Every line from the line containing "Find every instance of the black" through the final line of the data is to be printed exactly; no other line is to appear.

= = =

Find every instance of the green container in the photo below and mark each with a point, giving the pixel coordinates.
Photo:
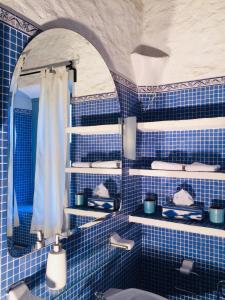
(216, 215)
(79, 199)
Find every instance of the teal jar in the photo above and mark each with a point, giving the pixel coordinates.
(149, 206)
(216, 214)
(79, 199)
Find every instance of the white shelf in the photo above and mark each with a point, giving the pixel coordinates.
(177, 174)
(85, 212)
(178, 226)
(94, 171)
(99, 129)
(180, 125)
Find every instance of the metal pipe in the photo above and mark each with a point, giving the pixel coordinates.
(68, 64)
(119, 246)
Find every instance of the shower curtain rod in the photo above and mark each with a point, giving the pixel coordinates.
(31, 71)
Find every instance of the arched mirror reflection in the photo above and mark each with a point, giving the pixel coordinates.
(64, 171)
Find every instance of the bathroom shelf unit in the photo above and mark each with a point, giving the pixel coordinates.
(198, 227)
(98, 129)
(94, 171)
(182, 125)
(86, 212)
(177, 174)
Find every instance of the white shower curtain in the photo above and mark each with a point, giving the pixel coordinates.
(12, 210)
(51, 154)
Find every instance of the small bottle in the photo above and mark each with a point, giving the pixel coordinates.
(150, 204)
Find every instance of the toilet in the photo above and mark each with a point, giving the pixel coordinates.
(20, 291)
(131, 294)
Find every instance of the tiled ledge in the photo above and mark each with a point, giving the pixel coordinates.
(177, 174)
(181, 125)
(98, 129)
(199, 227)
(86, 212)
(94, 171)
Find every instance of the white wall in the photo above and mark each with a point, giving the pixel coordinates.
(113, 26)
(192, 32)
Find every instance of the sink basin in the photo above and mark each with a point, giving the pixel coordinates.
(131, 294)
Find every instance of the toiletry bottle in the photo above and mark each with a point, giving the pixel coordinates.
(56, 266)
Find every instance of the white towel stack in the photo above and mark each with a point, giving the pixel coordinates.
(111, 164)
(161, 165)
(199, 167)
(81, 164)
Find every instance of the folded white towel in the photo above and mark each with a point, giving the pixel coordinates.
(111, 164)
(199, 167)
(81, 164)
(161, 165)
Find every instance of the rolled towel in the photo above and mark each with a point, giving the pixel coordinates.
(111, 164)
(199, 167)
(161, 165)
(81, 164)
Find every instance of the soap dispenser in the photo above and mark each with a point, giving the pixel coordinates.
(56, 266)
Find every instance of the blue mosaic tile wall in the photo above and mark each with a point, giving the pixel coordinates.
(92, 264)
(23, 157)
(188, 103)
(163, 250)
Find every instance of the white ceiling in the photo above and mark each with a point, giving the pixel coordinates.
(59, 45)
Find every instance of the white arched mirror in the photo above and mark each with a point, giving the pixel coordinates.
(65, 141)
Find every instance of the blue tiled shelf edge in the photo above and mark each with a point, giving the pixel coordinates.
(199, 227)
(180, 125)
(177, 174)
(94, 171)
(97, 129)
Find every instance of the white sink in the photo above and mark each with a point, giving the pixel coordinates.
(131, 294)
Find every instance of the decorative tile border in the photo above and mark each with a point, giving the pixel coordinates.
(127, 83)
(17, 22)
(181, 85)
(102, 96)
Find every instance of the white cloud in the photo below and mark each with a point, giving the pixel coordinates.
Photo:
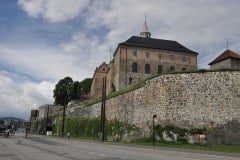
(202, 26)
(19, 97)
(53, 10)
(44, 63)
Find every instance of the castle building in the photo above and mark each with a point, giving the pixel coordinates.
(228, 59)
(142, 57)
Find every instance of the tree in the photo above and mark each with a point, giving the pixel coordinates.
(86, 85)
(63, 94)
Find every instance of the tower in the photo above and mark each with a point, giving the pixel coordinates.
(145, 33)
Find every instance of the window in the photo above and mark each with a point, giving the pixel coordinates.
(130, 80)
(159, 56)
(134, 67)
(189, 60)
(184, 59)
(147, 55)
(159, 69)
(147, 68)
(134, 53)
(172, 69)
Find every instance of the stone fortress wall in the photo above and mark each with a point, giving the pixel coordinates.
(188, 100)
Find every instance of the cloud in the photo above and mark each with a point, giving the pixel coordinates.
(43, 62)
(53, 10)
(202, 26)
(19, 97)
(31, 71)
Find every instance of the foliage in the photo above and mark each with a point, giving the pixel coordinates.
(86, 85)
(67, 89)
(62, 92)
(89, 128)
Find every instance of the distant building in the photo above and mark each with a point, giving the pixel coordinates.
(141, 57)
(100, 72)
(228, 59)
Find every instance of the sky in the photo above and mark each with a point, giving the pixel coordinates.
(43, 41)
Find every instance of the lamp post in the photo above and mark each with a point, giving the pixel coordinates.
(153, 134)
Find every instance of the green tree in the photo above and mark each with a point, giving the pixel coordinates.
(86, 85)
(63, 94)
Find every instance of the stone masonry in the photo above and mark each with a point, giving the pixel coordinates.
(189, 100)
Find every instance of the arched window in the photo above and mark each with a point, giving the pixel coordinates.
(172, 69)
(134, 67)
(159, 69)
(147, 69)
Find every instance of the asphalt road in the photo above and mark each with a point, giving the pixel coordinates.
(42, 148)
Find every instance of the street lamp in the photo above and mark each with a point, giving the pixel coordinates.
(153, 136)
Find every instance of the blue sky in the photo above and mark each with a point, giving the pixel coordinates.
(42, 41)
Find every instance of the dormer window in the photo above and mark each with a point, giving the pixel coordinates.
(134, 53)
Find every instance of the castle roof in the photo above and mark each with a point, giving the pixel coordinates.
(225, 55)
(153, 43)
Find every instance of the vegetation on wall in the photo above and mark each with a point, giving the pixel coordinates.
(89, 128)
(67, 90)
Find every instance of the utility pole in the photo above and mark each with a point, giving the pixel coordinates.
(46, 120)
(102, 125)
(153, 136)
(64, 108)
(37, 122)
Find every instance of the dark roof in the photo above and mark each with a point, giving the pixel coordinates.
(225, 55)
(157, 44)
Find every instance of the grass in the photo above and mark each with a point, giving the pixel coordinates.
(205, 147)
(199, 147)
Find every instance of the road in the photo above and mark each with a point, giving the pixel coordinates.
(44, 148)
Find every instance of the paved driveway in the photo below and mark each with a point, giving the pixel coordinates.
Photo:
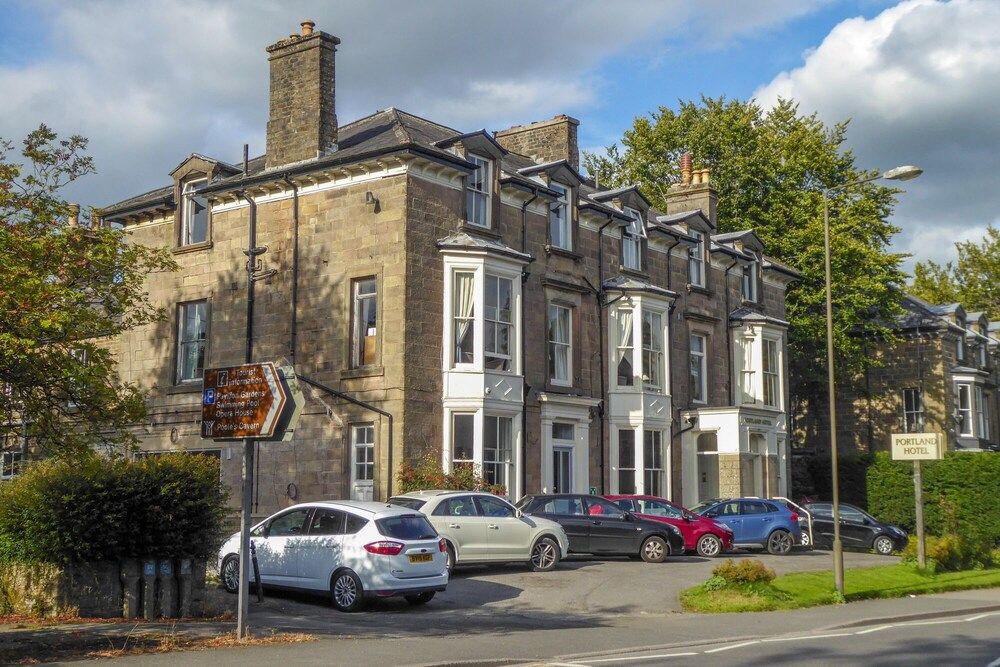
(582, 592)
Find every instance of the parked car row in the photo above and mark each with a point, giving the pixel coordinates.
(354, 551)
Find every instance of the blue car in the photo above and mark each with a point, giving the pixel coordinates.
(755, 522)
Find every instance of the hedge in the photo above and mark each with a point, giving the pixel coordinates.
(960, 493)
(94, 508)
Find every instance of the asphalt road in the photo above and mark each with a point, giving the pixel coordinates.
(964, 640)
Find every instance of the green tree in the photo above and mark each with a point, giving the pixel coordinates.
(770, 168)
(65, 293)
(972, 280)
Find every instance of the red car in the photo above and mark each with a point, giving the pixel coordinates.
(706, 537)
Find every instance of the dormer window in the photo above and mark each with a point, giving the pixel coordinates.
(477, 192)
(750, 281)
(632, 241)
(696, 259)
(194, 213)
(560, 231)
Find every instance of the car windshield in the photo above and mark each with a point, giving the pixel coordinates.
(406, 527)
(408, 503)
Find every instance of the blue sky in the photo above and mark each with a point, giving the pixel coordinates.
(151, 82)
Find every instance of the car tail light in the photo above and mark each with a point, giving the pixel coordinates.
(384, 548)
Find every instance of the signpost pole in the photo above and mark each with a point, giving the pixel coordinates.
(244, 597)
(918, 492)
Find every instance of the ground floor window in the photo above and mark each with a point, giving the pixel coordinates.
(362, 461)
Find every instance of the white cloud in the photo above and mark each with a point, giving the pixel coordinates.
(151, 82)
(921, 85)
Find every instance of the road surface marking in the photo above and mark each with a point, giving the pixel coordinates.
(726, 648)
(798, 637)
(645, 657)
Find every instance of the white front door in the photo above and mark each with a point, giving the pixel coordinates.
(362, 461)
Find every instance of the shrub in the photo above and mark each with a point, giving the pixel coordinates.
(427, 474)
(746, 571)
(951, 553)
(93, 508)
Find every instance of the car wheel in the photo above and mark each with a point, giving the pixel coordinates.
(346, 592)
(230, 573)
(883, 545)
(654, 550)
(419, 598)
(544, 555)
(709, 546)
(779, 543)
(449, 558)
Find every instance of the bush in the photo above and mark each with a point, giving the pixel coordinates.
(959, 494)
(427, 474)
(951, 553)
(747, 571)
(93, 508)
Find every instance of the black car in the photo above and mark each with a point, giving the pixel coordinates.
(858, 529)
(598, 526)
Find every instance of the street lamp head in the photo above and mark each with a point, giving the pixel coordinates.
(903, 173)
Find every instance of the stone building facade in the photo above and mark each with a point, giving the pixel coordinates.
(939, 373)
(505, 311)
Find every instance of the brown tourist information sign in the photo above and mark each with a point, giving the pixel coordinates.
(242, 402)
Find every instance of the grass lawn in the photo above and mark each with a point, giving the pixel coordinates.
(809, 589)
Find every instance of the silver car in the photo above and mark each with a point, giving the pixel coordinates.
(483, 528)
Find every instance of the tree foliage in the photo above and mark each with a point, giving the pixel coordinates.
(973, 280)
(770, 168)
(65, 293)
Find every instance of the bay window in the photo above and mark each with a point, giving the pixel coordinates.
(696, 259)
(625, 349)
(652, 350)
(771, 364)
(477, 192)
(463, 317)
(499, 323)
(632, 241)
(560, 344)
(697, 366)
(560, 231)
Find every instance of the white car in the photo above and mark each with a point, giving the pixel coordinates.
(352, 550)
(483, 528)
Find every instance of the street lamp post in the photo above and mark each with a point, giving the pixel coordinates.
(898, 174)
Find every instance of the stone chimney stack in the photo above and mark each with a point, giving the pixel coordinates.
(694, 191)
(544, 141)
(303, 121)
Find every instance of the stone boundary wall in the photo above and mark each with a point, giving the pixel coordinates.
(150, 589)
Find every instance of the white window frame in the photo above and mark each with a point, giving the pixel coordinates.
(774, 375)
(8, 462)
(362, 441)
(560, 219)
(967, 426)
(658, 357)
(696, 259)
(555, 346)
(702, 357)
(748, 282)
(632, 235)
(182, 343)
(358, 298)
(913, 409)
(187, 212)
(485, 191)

= = =

- _Output_:
Find every instance of the black car in the photo above and mark each with a point, giving the pixel coordinates.
(858, 529)
(598, 526)
Find every instance of the street lamp head in the photo above and mark each with a point, giving the pixel coordinates.
(903, 173)
Find every instance of the stone building facade in the photo above and mark each with a point, giving the pixel coordinates.
(939, 373)
(505, 311)
Find every instance of the brown tourist information sign in the photo above and mark each with a point, giving the pixel coordinates.
(242, 402)
Find every instance of the grass lawn in the photo above and mark each with a point, giving the pixel coordinates.
(809, 589)
Find every instance of the silver car in the photo above and mark each with a point, giving the pixel coordinates.
(483, 528)
Find every instance of the tree foliage in the photo above and mark each with a point, giving the pixel coordinates.
(973, 280)
(770, 168)
(65, 293)
Find every instance of the bay window in the photo above and mark each with a point, giving the pixel coordinates.
(696, 259)
(625, 349)
(652, 350)
(771, 364)
(477, 192)
(463, 317)
(499, 323)
(632, 241)
(560, 344)
(697, 366)
(560, 231)
Find every instance of the white car in the photo above and mark each with a point, giving the pixel coordinates.
(352, 550)
(483, 528)
Find every instance of the street lamp post in the photo above and mark each with a point, giving the pixel coordinates.
(898, 174)
Find every instance of the stone chimney stack in the photo above and mark each with a point, giving the pixel coordinates.
(694, 191)
(544, 141)
(303, 121)
Find every instance of the stone boundary wall in the photo above and mark each with a point, giving the pixel coordinates.
(150, 589)
Find every instance of the white window frame in the photo above and mark each with a point, giving the pixel coordinates.
(774, 375)
(8, 462)
(362, 441)
(560, 219)
(967, 426)
(658, 357)
(696, 259)
(555, 346)
(702, 357)
(748, 282)
(632, 235)
(182, 343)
(358, 298)
(913, 409)
(187, 212)
(485, 191)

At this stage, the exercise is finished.